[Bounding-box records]

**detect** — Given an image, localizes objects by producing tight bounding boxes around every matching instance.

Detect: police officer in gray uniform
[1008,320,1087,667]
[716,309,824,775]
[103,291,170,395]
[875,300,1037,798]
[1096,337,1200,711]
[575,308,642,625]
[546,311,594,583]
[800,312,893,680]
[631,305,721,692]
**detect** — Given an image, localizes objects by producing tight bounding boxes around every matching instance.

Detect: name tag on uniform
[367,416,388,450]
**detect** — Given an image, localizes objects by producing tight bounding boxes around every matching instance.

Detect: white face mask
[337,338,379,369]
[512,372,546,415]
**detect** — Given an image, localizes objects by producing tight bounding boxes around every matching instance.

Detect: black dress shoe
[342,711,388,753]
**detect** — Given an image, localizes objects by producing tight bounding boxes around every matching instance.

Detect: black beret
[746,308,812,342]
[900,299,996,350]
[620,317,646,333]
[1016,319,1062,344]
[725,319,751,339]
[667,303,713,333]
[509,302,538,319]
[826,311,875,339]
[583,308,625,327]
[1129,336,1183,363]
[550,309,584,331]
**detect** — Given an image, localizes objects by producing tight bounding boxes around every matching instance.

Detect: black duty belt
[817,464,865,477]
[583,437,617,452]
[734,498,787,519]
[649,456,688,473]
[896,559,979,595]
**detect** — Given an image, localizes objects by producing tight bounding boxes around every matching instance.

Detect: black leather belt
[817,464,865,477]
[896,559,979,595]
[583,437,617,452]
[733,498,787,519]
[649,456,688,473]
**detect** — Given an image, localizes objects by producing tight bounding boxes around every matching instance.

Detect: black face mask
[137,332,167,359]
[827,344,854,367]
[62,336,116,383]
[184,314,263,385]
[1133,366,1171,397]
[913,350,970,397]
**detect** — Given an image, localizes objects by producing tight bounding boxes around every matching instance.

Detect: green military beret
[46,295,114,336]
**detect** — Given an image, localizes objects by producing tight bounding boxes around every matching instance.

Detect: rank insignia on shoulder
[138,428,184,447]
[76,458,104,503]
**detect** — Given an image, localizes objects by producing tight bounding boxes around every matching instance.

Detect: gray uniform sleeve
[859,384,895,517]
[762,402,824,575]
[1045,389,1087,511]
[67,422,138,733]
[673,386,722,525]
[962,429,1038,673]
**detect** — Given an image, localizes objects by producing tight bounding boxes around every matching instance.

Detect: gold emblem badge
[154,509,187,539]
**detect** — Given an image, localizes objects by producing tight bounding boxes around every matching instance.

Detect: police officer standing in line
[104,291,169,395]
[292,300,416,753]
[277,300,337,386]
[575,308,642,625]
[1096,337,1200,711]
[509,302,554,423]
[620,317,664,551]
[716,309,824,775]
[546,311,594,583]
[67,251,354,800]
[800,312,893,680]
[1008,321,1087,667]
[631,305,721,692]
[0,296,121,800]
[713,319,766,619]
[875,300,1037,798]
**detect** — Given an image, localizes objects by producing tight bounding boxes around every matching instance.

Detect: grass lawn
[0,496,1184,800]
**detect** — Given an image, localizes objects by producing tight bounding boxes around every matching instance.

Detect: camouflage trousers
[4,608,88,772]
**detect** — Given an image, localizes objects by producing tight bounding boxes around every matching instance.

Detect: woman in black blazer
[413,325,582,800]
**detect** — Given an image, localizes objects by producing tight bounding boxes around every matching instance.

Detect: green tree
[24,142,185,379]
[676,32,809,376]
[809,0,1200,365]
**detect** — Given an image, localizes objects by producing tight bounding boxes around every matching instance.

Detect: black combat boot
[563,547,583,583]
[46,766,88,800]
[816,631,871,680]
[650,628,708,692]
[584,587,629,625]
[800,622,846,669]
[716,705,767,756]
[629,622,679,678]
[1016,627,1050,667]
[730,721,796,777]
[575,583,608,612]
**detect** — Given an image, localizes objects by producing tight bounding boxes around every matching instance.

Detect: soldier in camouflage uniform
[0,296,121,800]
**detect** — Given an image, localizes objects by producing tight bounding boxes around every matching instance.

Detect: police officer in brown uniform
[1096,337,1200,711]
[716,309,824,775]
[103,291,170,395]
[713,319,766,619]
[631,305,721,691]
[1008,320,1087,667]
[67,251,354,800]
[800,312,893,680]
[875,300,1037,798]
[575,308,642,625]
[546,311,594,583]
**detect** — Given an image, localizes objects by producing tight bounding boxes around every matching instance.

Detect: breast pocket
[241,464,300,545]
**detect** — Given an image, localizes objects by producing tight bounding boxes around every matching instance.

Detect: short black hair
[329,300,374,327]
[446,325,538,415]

• **WHAT YOU NEED TO DO**
Format the material above as a JSON list of strings, one string per line, leaving out blank lines.

• **TASK RESULT**
[
  "**detect** — Given an image, localizes objects by producing tight bounding boxes around every matching instance.",
  "Detect: police officer in gray uniform",
  "[1008,320,1087,667]",
  "[716,309,824,775]",
  "[103,291,170,395]",
  "[875,300,1037,798]",
  "[1096,337,1200,711]",
  "[575,308,642,625]",
  "[546,311,594,583]",
  "[800,312,893,680]",
  "[631,305,721,692]",
  "**detect** — Given an image, localizes objects by producing tight bounding boxes around every matching instance.",
  "Detect: name tag on uniform",
  "[367,416,388,450]",
  "**detect** — Given an image, localizes objects by producing tight bounding boxes around every matching instance.",
  "Detect: white face mask",
  "[337,338,379,369]",
  "[512,372,546,415]",
  "**detect** — Given an image, localizes objects by producing tight bounding boxes around every matching instance.",
  "Detect: black dress shoe",
  "[342,711,388,753]",
  "**detect** — Given an image, localizes objects by producing tight bounding boxes around every matching instance.",
  "Detect: black beret",
  "[746,308,812,342]",
  "[900,299,996,350]",
  "[620,317,646,333]",
  "[1016,319,1062,344]",
  "[725,319,751,339]",
  "[667,303,713,333]",
  "[509,302,538,319]",
  "[826,311,875,339]",
  "[583,308,625,327]",
  "[1129,336,1183,363]",
  "[550,309,584,331]",
  "**detect** — Given an image, localizes objects by producing tight bounding boxes around every matching instance.",
  "Detect: black duty belt",
  "[817,464,865,477]",
  "[583,437,617,452]",
  "[734,498,787,519]",
  "[649,456,688,473]",
  "[896,559,979,595]",
  "**detect** — Given an image, localizes objects by producing tight bounding boxes around every matching instance.",
  "Detect: black leather belt",
  "[817,464,865,477]",
  "[896,559,979,595]",
  "[583,437,617,452]",
  "[733,498,787,519]",
  "[649,456,688,473]",
  "**detect** — Given an image, localizes objects by producing tight bounding boxes around every matching instance.",
  "Detect: black face mask",
  "[137,332,167,359]",
  "[827,344,854,367]",
  "[62,336,116,383]",
  "[184,314,263,385]",
  "[1133,366,1171,397]",
  "[913,350,970,397]",
  "**detect** — Given an image, localizes objects by producing tight bounding boxes around every matching instance.",
  "Detect: green military beret",
  "[46,295,114,336]",
  "**detect** — Given an image, localizes objects by producing tight bounding boxes around every matching instance.",
  "Detect: rank insignia on shoulder",
  "[138,428,184,447]",
  "[76,458,104,503]",
  "**detect** — Given an image, localizes objects by producing tight bounding boxes around every matching instance.",
  "Detect: gray uniform sleeve",
  "[859,384,895,517]",
  "[762,402,824,575]",
  "[1045,389,1087,511]",
  "[67,422,138,733]",
  "[673,386,722,525]",
  "[962,429,1038,673]",
  "**detect** — Given an image, localizes objects by producing tight bounding boxes around every matching instance.",
  "Detect: gold emblem badge",
  "[154,509,187,539]",
  "**detect** — Given an image, localizes objects by producing tight bounding boxes around every matching instance.",
  "Detect: police officer standing in line",
  "[104,291,169,395]",
  "[292,300,416,753]",
  "[277,300,337,386]",
  "[575,308,642,625]",
  "[1096,337,1200,711]",
  "[509,302,554,423]",
  "[620,317,664,551]",
  "[716,309,824,775]",
  "[546,311,594,583]",
  "[67,251,354,800]",
  "[800,312,893,680]",
  "[1008,321,1087,667]",
  "[631,305,721,692]",
  "[0,296,121,800]",
  "[713,319,766,619]",
  "[875,300,1037,798]",
  "**detect** — Given an image, localizes objects by producing tight bounding boxes around every matching instance.",
  "Detect: grass lawn",
  "[0,496,1184,800]",
  "**detect** — Given an image, localizes objects by producing tight bounding boxes around every matching instance.",
  "Detect: camouflage trousers",
  "[4,608,88,772]",
  "**detect** — Given an image, localizes objects by producing tight bounding boxes around every matching instance.",
  "Detect: woman in black blazer",
  "[413,325,582,800]",
  "**detect** — Given an image, localizes objects by producing tight bounding boxes around every matching instance.",
  "Detect: green tree",
  "[24,142,185,379]",
  "[676,32,809,376]",
  "[809,0,1200,365]",
  "**detect** — Given an image, localizes objects by producing tight bounding boxes around every matching instance.",
  "Detect: black combat boot",
  "[563,547,583,583]",
  "[46,766,88,800]",
  "[816,631,871,680]",
  "[650,628,708,692]",
  "[584,587,629,625]",
  "[800,622,846,669]",
  "[716,705,767,756]",
  "[629,622,679,678]",
  "[1016,627,1050,667]",
  "[730,721,796,777]",
  "[575,583,608,612]",
  "**detect** — Given an image, localizes objects by producing tight bounding boxes around every matching instance.",
  "Detect: soldier in camouflage uniform",
  "[0,296,121,800]",
  "**detect** — Given an image, localizes objects by producing tight bounding boxes around every matching instance.",
  "Detect: police officer in brown uniform",
  "[1096,337,1200,711]",
  "[716,309,824,775]",
  "[103,291,170,395]",
  "[713,319,766,619]",
  "[631,305,721,691]",
  "[1008,320,1087,667]",
  "[67,251,354,800]",
  "[800,312,893,680]",
  "[875,300,1037,798]",
  "[575,308,642,625]",
  "[546,311,594,583]",
  "**detect** — Given an image, localizes objects by producing tight bounding boxes around every matching instance.",
  "Detect: breast pocket",
  "[241,464,300,545]",
  "**detect** — Given an image, localizes objects by producing tight bounding boxes around every matching instance.",
  "Detect: short black hair",
  "[329,300,374,327]",
  "[446,325,538,415]"
]